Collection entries
::::::::::
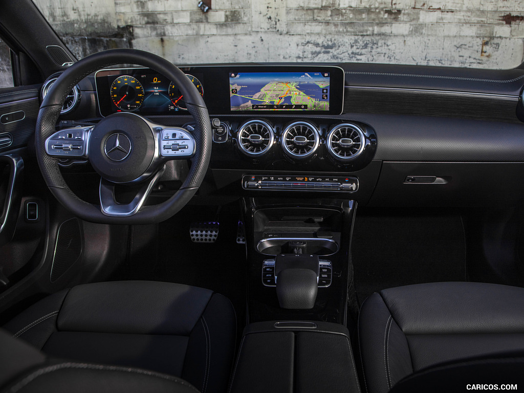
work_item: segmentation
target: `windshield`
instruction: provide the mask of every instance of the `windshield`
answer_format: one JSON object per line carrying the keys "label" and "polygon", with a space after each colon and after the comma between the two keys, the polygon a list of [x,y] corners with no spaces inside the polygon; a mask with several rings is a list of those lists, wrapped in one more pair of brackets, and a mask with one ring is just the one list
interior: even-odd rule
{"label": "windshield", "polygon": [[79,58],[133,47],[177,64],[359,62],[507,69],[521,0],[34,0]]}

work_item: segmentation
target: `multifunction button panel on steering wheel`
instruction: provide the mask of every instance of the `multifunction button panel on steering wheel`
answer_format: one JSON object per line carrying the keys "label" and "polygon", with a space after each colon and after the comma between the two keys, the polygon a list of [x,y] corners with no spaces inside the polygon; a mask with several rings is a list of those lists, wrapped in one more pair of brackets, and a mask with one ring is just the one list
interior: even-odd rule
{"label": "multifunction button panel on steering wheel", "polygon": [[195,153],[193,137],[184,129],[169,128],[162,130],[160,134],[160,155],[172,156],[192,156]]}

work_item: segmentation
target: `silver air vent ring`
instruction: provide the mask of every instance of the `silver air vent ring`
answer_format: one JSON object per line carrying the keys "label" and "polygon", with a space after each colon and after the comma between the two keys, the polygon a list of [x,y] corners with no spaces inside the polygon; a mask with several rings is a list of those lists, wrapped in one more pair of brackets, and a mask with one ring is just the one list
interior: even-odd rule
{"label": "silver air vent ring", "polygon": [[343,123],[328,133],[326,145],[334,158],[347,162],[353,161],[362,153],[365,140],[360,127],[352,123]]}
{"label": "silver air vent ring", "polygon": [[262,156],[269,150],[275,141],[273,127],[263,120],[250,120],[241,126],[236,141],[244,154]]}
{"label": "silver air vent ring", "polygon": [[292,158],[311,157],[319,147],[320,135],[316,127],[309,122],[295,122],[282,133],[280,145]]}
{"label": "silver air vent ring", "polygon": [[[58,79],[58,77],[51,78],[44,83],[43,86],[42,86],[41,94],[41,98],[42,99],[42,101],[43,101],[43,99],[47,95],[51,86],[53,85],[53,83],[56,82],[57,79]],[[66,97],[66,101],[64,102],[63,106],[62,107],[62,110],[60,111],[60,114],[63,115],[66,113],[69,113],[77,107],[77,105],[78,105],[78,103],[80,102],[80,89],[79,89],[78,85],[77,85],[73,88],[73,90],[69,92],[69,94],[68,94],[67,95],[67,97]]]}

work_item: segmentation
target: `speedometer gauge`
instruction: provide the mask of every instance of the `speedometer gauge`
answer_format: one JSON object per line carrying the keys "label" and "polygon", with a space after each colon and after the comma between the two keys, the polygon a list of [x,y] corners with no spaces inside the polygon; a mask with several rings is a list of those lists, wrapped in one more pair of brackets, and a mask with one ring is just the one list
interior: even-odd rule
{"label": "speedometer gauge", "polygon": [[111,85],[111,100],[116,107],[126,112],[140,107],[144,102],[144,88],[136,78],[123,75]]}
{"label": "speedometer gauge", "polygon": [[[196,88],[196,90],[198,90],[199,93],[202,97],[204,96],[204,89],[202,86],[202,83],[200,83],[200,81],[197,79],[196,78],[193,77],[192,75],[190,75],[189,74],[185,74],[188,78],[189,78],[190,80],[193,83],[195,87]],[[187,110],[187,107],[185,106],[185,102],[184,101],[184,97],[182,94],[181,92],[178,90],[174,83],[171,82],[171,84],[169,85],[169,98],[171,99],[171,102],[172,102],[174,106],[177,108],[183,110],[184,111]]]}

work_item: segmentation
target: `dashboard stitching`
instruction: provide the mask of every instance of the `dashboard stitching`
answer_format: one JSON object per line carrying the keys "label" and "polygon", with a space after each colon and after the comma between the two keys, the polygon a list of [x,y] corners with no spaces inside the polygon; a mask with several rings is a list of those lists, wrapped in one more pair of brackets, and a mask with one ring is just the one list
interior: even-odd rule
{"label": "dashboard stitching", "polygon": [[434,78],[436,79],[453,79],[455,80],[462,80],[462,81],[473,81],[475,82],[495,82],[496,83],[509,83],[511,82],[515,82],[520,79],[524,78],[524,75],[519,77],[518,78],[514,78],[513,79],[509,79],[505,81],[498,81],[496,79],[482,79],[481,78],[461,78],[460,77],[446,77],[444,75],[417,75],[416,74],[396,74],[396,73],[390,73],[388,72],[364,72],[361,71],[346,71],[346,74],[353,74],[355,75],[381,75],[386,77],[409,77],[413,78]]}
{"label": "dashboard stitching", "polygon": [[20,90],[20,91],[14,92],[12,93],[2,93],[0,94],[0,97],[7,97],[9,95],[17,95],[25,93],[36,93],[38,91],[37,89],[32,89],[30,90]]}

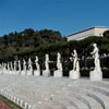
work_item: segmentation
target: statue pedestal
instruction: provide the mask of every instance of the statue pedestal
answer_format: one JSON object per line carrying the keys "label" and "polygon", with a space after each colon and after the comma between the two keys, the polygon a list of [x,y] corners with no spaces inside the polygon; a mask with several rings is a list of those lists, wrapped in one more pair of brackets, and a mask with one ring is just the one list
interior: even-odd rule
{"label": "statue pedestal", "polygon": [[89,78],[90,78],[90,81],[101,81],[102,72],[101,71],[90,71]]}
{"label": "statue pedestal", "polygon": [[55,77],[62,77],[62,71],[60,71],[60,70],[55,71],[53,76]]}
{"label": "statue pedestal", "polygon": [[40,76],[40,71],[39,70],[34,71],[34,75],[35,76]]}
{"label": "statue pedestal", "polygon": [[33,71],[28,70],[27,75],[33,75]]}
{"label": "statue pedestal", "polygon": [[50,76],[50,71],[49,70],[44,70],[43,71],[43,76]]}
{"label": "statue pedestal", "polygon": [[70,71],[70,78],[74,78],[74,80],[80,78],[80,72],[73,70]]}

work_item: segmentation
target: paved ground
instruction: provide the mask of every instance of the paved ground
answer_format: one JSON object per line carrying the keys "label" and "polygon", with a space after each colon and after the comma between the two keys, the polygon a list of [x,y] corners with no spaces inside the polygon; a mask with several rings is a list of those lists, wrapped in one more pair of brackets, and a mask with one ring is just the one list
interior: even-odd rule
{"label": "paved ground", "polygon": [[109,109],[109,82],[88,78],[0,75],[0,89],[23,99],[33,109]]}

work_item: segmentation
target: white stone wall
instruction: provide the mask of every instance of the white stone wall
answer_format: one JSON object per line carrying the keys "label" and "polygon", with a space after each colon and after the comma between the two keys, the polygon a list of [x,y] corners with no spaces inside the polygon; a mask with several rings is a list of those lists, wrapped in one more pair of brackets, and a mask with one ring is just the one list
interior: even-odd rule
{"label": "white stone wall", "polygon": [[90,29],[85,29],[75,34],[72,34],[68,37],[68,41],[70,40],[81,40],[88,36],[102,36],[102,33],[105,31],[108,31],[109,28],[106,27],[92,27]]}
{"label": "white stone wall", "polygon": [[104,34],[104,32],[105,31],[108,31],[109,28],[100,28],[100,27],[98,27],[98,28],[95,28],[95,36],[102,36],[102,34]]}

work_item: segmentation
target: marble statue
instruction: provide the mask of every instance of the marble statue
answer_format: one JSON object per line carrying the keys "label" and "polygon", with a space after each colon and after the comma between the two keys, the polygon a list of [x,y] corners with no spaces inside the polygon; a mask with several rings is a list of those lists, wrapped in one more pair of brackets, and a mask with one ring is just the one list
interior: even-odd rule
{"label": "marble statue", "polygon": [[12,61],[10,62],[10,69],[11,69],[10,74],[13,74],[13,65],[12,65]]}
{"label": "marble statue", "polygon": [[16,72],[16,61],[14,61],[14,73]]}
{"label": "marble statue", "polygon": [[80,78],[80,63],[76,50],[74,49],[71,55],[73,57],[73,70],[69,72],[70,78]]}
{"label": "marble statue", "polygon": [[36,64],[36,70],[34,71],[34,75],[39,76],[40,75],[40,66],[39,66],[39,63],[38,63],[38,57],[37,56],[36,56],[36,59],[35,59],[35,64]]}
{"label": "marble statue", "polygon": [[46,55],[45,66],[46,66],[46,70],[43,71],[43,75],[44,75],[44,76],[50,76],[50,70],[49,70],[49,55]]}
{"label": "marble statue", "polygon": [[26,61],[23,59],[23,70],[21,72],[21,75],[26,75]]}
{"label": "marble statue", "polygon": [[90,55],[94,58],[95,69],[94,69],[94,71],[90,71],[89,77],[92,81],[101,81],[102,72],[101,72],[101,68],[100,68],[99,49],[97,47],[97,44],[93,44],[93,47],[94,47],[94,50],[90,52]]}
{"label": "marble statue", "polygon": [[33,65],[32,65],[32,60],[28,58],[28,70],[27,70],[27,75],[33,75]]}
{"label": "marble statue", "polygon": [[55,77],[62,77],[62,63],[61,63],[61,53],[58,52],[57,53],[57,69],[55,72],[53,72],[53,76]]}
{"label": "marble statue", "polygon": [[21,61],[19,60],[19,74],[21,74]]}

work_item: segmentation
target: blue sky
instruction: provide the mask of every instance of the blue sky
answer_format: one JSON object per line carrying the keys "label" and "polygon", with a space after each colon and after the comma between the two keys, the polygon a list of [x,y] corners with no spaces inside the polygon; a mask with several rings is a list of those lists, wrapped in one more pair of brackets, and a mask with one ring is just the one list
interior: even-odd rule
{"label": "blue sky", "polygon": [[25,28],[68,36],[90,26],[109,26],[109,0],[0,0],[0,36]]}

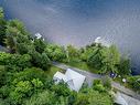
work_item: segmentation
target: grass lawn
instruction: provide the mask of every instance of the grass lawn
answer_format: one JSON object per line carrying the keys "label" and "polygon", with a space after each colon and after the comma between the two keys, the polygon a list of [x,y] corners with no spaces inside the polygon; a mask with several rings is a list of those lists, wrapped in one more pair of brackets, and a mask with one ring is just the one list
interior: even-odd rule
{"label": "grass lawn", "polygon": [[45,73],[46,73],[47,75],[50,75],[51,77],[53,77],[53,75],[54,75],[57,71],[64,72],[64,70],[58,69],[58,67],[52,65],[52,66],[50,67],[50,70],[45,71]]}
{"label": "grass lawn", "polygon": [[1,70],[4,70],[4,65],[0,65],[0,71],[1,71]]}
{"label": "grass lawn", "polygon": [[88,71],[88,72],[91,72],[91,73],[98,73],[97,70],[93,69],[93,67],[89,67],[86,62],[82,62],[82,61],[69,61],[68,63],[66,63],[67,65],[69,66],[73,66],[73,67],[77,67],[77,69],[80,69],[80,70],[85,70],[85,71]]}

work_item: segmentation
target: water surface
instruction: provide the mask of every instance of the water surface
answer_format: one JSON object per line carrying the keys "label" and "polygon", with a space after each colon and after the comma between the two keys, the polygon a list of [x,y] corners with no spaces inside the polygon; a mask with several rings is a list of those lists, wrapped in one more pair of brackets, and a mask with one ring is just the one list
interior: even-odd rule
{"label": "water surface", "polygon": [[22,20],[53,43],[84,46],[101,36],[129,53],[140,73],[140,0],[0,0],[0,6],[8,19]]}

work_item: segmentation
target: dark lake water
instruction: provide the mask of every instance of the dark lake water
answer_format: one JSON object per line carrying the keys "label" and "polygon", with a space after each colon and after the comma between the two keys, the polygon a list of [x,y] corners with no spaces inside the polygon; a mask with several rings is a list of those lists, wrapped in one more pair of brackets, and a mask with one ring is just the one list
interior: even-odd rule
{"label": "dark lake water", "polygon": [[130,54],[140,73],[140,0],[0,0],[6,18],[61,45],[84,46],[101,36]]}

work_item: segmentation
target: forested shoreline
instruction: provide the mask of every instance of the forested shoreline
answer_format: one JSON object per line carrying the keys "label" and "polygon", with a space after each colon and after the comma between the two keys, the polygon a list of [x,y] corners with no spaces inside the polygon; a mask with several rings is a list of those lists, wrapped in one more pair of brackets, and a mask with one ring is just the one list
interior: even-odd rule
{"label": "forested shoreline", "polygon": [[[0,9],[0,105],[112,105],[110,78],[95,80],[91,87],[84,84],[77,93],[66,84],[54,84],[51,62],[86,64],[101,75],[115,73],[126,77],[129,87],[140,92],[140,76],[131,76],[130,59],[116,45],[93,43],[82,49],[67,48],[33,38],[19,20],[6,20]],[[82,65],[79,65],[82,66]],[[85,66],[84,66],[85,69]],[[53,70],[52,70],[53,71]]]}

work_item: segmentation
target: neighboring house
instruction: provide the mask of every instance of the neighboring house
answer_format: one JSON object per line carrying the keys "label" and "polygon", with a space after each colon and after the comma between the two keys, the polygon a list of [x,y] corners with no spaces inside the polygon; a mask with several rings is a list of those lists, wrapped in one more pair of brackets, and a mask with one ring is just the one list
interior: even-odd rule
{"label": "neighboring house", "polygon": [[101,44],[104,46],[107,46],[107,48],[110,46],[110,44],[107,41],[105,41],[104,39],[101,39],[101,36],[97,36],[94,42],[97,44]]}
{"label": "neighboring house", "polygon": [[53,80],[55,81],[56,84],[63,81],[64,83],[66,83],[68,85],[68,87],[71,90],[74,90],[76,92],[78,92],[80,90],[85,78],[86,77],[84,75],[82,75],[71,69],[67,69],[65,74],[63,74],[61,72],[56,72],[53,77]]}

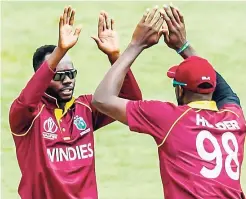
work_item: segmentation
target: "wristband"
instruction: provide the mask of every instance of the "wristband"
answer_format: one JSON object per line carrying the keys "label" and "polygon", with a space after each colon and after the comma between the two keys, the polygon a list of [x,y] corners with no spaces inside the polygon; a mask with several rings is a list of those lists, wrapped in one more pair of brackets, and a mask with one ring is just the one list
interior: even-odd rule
::::::::::
• [Task statement] List every line of the data above that contains the string "wristband".

• [Expected answer]
target: "wristband"
instruction: provide the mask of every instance of the "wristband"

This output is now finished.